**Exercise 1:**
Update the passage on skill training by restating the part that opens with the words containing "Some time passes" and closes with "bullet no doubt.", changing "third party tool" to "community-made tool".

::: Document excerpt :::

Some time passes and the question arises, how do I improve my mining while training up cruiser hulls? How do we manage all the intertwining skills required for the mission, ships, and activities? We are told by the old and wise -- EveMON. Yes, there is salvation! EveMON, A third party tool that will solve all your skill up problems. A silver bullet no doubt.
So a single plan for each of the careers. Then merge them to the main plan -- that should work. But eventually it dawns on us that 4D of training on this and 12D of training on that is 16D of training -- no matter how you order it. So when do we decide to wait 16D before we complete a separate 4D train? Ah ha! train the skills that are gates for other necessary skills first. Yes! That is the equation!
We continue to walk, believing we are running -- but not just yet.
You are called to a fleet to fly DD ... but you have to meta the standard fit. (What's a meta we wonder? ... well it means you are outside of the standard training expectations -- a.k.a too dumb to fly a proper ship.) A bit dejected yes, but you are thankful your corp is "NewBro friendly".

::: Exercise data :::

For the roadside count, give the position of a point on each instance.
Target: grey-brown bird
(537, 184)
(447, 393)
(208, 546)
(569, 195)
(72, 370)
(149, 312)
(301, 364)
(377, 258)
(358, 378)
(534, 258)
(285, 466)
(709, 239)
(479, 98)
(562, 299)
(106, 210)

:::

**Exercise 2:**
Format all the lines of the records as a numbered list, leaving out any blank lines.

**Result 1:**
Some time passes and the question arises, how do I improve my mining while training up cruiser hulls? How do we manage all the intertwining skills required for the mission, ships, and activities? We are told by the old and wise -- EveMON. Yes, there is salvation! EveMON, A community-made tool that will solve all your skill up problems. A silver bullet no doubt.

**Result 2:**
1. For the roadside count, give the position of a point on each instance.
2. Target: grey-brown bird
3. (537, 184)
4. (447, 393)
5. (208, 546)
6. (569, 195)
7. (72, 370)
8. (149, 312)
9. (301, 364)
10. (377, 258)
11. (358, 378)
12. (534, 258)
13. (285, 466)
14. (709, 239)
15. (479, 98)
16. (562, 299)
17. (106, 210)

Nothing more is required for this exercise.